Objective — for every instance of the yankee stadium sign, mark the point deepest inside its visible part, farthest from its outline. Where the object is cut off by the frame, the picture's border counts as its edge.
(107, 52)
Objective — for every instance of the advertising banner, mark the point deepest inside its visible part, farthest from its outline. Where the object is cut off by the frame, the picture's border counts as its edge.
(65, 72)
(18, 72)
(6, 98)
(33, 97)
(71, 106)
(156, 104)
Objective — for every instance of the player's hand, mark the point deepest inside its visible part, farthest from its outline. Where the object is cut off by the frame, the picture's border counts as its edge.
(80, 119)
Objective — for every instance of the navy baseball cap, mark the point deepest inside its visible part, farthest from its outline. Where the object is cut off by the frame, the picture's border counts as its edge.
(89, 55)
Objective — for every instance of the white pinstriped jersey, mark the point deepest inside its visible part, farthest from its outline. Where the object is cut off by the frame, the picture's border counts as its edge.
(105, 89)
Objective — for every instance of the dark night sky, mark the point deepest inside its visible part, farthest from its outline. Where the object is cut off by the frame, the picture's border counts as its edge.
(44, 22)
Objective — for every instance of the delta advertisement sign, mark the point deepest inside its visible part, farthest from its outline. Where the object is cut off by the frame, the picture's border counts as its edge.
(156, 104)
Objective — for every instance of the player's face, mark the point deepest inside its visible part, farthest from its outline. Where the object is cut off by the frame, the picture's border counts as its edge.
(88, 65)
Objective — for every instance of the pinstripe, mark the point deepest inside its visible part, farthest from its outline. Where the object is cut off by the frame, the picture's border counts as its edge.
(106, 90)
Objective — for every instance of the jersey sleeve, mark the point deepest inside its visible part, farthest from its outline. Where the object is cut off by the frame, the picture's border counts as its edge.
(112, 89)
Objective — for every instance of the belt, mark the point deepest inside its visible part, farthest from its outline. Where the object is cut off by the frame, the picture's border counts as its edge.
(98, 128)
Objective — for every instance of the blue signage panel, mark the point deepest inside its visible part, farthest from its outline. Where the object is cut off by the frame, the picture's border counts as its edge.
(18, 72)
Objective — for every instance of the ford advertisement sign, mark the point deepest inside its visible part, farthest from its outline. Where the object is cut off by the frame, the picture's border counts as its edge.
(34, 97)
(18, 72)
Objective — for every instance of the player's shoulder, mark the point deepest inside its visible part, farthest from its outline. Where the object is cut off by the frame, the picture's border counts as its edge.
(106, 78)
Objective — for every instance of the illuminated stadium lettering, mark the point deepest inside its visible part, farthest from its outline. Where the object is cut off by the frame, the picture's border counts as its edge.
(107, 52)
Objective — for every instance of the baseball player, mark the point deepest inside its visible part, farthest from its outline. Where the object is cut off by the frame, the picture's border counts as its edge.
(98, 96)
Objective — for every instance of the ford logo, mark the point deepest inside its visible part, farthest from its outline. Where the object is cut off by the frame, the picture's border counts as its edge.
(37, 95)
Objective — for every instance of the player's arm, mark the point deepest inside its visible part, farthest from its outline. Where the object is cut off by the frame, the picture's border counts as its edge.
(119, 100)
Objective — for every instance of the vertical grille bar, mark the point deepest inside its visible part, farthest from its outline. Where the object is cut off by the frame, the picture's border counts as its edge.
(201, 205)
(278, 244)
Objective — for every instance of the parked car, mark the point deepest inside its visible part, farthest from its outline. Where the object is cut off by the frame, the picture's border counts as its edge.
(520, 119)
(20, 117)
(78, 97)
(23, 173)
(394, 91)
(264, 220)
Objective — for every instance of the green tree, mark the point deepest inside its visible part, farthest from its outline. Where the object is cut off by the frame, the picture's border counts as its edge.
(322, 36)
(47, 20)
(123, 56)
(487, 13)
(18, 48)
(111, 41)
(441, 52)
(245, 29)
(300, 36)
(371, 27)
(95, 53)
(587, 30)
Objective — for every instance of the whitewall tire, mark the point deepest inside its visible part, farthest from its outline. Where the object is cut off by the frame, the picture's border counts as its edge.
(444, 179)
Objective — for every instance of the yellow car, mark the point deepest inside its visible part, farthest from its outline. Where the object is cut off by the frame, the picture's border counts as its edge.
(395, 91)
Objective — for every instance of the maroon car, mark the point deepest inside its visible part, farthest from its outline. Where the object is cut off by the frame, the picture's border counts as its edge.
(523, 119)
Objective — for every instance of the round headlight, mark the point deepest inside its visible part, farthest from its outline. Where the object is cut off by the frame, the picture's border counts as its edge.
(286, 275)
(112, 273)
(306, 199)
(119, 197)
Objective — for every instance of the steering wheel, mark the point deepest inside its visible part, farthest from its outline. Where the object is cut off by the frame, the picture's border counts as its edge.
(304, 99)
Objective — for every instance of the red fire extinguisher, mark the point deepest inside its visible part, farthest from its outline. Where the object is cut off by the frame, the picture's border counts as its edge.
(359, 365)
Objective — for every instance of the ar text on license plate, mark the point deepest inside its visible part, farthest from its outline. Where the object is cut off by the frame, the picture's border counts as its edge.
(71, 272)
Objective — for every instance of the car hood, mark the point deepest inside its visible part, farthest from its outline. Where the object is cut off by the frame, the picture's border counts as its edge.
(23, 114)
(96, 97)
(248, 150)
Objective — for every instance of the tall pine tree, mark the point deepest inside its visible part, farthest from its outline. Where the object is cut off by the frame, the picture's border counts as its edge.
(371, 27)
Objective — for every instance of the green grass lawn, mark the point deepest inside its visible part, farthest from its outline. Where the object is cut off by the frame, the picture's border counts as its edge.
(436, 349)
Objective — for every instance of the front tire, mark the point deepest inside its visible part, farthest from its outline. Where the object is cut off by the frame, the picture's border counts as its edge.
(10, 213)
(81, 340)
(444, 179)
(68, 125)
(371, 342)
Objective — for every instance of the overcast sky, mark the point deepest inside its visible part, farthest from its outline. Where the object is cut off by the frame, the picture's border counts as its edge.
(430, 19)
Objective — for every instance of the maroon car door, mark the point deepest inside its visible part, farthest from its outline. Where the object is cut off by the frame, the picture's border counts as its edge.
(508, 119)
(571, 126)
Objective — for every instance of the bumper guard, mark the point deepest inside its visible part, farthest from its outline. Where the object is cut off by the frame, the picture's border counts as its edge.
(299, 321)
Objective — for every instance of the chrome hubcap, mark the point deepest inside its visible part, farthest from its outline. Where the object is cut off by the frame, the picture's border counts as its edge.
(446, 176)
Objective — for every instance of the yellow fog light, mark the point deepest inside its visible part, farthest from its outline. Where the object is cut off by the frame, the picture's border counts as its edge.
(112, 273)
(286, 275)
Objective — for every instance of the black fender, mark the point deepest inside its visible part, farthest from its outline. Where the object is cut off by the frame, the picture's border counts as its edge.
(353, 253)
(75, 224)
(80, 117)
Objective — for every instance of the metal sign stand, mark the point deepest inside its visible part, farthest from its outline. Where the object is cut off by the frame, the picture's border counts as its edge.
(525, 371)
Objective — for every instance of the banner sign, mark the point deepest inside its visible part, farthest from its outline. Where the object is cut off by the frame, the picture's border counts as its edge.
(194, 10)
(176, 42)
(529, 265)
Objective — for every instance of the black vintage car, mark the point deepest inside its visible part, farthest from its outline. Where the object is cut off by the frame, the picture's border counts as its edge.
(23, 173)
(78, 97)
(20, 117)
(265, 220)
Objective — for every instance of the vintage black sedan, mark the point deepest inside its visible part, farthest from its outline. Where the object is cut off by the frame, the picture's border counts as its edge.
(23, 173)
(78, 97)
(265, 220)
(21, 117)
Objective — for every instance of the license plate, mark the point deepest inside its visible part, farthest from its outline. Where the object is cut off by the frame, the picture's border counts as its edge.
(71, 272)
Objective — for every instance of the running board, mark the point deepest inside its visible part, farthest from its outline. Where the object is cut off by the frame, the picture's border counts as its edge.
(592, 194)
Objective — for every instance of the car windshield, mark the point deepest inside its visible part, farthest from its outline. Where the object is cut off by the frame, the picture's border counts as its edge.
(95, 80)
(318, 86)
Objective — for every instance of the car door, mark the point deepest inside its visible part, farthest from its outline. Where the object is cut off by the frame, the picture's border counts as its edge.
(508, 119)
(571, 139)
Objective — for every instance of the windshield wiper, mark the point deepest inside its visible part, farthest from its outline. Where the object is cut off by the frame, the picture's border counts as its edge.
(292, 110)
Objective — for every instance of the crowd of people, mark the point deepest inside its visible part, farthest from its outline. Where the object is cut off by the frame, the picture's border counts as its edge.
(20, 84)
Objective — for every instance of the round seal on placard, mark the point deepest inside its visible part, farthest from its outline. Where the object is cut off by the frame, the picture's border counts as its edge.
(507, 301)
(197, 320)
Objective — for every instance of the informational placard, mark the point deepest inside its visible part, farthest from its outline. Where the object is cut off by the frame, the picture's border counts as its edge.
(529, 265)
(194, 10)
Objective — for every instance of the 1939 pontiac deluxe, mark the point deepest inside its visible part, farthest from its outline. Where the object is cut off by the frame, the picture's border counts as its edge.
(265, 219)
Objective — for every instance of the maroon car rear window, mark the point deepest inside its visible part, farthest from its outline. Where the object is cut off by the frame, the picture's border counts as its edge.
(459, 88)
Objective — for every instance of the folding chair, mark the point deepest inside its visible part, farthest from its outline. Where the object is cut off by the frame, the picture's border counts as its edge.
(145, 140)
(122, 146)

## Exercise instructions
Please render the lines above, from the line with "Objective — for every instance of the 1939" through the end of the items, as a Markdown table with the columns Row and Line, leaving out any blank lines.

## Complete output
| Row | Line |
|---|---|
| 1 | Objective — for every instance of the 1939 pontiac deluxe, mark the point deepest inside its visible part, farthest from its outline. Where the object is cut off by the frame, the picture's border counts as its edge. |
| 2 | (265, 219) |
| 3 | Objective — for every instance of the maroon car rear window, mark the point deepest inside its visible part, farthest from its outline. Where the object is cut off by the frame, the picture's border counts as its edge. |
| 4 | (459, 88) |
| 5 | Objective — for every instance of the folding chair, mark the point deepest inside its visible part, farthest from its outline. Where the object is cut off by the frame, the picture's border counts as its edge. |
| 6 | (145, 140) |
| 7 | (122, 146) |